## What to produce
From the forum thread about solving a differential equation, reproduce the stretch from "Wondering if this" through "the original DE.".

## Source document
* * *

# Does this look correct? (DE)

## Homework Statement

$$(x^{2}+1)(tan y)(y')=x$$

## The Attempt at a Solution

$$(x^{2}+1)(tan y)(\frac{dy}{dx})=x$$
$$(tan y)dy=\frac{x}{x^{2}+1}dx$$
$$\int tanydy=\int \frac{x}{x^2+1}dx \\ -ln|cos y|=\frac{ln|x^{2}+1|}{2}+C$$
$$e^{-ln(cosy)}=e^{\frac{ln(x^{2}+1)}{2}+C}$$
$$\frac{1}{cosy}=e^{C}(\sqrt{x^2+1})$$
$$cosy=\frac{1}{D\sqrt{x^{2}+1}} \implies y=cos^{-1}\bigg(\frac{1}{D\sqrt{x^2+1}}\bigg)$$
D represents e^C just fyi.

Wondering if this is correct and if my work makes sense.

Last edited:

SteamKing
Staff Emeritus
Homework Helper
You can always differentiate your y expression and see if it satisfies the original DE.

I don't even know how to differentiate that LOL

HallsofIvy
Strange! You are solving differential equations but don't know how to differentiate? The derivative of arc-cosine(x) is $1/\sqrt{1- x^2}$ and the derivative of $(x^2+ 1)^{1/2}$ is $(1/2)(x^2+ 1)^{-1/2}(2x)= x(x^2+ 1)^{-1/2}= x/\sqrt{x^2+ 1}$.

* * *

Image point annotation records
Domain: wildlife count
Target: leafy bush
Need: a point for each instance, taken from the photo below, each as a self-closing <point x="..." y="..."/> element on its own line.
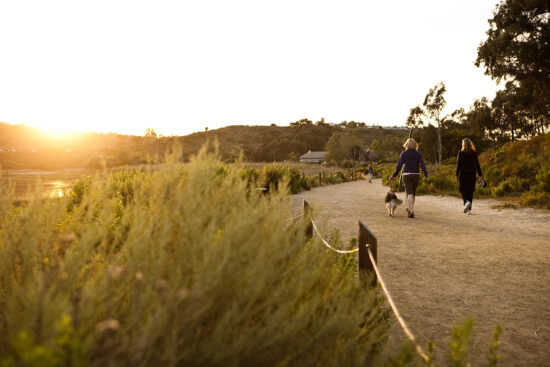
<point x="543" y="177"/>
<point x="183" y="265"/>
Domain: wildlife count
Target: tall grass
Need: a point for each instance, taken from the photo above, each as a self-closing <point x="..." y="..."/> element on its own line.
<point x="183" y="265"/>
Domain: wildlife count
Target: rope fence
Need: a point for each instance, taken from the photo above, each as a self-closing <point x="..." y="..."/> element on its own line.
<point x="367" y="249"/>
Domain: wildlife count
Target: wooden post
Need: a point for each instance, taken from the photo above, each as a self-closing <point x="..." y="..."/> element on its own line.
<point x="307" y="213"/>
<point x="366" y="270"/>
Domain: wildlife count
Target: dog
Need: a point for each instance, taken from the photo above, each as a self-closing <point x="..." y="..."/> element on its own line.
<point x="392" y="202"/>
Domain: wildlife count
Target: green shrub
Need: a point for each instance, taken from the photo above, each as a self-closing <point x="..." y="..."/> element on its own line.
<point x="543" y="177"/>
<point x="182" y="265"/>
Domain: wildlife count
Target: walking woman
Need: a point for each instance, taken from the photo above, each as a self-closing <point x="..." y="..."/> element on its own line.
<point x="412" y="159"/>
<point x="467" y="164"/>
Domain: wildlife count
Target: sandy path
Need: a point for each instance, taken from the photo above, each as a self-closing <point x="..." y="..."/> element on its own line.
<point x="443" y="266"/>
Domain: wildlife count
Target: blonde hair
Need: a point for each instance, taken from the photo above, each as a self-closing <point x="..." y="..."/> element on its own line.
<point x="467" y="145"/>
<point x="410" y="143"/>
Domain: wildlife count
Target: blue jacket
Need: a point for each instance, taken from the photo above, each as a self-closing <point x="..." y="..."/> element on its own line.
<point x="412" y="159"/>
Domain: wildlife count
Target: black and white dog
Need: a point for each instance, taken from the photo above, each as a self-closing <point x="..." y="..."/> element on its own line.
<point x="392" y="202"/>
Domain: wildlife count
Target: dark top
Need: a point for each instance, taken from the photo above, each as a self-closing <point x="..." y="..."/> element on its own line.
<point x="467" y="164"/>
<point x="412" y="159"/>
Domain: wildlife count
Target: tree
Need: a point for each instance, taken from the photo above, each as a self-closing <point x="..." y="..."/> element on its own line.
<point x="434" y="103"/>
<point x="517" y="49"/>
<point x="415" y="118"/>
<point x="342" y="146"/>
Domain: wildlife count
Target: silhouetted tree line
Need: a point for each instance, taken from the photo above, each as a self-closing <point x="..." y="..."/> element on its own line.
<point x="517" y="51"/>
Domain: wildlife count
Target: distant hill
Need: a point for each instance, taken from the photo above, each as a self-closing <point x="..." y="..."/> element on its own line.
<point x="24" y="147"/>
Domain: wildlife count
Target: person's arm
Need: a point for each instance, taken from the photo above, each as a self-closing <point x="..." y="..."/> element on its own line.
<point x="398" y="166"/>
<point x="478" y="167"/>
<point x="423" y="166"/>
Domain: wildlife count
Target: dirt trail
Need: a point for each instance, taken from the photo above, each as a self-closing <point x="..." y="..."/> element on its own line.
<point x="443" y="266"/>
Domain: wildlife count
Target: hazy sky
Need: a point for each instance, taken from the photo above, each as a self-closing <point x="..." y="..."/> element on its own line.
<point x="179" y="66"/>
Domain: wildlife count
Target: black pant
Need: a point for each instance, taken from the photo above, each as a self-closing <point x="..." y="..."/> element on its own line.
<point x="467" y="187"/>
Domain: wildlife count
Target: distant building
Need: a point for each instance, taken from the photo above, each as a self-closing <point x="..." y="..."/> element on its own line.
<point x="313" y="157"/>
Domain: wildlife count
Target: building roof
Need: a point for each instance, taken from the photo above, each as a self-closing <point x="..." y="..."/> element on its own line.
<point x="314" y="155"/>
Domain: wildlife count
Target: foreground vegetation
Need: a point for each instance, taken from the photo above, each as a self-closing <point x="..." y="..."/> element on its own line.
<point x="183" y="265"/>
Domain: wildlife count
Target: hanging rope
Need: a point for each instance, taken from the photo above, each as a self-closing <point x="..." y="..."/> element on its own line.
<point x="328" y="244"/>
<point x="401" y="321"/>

* * *

## Solution to this exercise
Wondering if this is correct and if my work makes sense.

Last edited:

SteamKing
Staff Emeritus
Homework Helper
You can always differentiate your y expression and see if it satisfies the original DE.